- _REQUIRED TASKS_
1. In the text on the pan-tumor approach to rare cancers, reproduce word for word the part that begins with the words containing "We’re seeing more" and ends with "of this approach.".
2. According to the text on the pan-tumor approach to rare cancers, what did the trial of a melanoma drug in non-melanoma tumors with a BRAF mutation reveal?

- _SOURCE TEXT_
※
Mutation not location – the significance of a pan-tumor approach for rare cancers

Improving identification and categorization of rarer cancers also gives us a much stronger foundation for research and accelerates the development of new treatments that can benefit patients. One barrier to progress in many rare diseases is the difficulty of conducting feasible clinical trials to test efficacy of different treatments. Even with high levels of participation by patients with rare tumors, it can take a long time or ultimately prove impossible to adequately power a clinical trial for a single rare diagnosis. This means that the development of new treatments for rarer cancers is, at best, an incredibly slow process.

We’re seeing more organizations design clinical trials based on the presence of a certain mutation, regardless of where it appears in the body, meaning that small groups of patients all sharing the same mutation across different types of cancer can be pooled in order to identify enough patients to adequately run a trial. One example was a trial testing a drug developed for melanoma in non-melanoma tumors with a BRAF mutation—it revealed promising results in a rare type of ovarian tumor much earlier than a traditional clinical trial plan. This pan-tumor approach to evaluating targeted therapies is reigniting research across the spectrum of rarer cancers, broadening drug indications and approvals and accelerating much needed progress. And we are only just beginning to see the impact of this approach.
※
- _PROVIDED RECORDS_
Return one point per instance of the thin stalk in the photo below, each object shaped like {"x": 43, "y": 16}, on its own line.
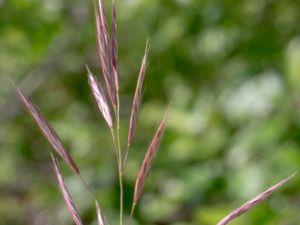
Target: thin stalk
{"x": 125, "y": 158}
{"x": 118, "y": 145}
{"x": 88, "y": 187}
{"x": 115, "y": 145}
{"x": 131, "y": 213}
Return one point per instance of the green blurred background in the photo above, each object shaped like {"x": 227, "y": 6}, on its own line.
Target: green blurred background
{"x": 231, "y": 70}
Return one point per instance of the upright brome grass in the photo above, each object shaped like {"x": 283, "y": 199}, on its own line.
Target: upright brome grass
{"x": 108, "y": 57}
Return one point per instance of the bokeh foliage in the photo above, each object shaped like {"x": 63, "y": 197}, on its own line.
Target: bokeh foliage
{"x": 231, "y": 70}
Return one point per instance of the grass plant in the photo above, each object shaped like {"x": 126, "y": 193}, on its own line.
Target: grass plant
{"x": 108, "y": 103}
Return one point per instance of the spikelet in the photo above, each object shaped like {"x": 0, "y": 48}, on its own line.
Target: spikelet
{"x": 65, "y": 192}
{"x": 48, "y": 131}
{"x": 104, "y": 50}
{"x": 148, "y": 159}
{"x": 252, "y": 202}
{"x": 99, "y": 97}
{"x": 137, "y": 97}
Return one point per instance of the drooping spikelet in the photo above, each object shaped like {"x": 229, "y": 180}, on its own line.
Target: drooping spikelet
{"x": 137, "y": 97}
{"x": 100, "y": 98}
{"x": 48, "y": 131}
{"x": 252, "y": 202}
{"x": 65, "y": 192}
{"x": 148, "y": 159}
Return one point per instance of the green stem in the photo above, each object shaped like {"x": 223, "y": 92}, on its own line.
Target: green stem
{"x": 117, "y": 114}
{"x": 131, "y": 214}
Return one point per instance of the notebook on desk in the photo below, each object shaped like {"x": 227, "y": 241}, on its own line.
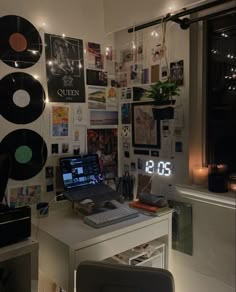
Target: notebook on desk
{"x": 82, "y": 179}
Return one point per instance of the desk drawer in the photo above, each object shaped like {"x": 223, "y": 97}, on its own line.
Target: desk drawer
{"x": 121, "y": 243}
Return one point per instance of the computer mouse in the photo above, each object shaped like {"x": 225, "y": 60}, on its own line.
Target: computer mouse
{"x": 153, "y": 200}
{"x": 86, "y": 201}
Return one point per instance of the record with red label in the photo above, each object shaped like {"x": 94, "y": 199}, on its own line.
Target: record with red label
※
- _SOLUTIONS TO THE EXERCISE_
1.
We’re seeing more organizations design clinical trials based on the presence of a certain mutation, regardless of where it appears in the body, meaning that small groups of patients all sharing the same mutation across different types of cancer can be pooled in order to identify enough patients to adequately run a trial. One example was a trial testing a drug developed for melanoma in non-melanoma tumors with a BRAF mutation—it revealed promising results in a rare type of ovarian tumor much earlier than a traditional clinical trial plan. This pan-tumor approach to evaluating targeted therapies is reigniting research across the spectrum of rarer cancers, broadening drug indications and approvals and accelerating much needed progress. And we are only just beginning to see the impact of this approach.

2. It revealed promising results in a rare type of ovarian tumor much earlier than a traditional clinical trial plan.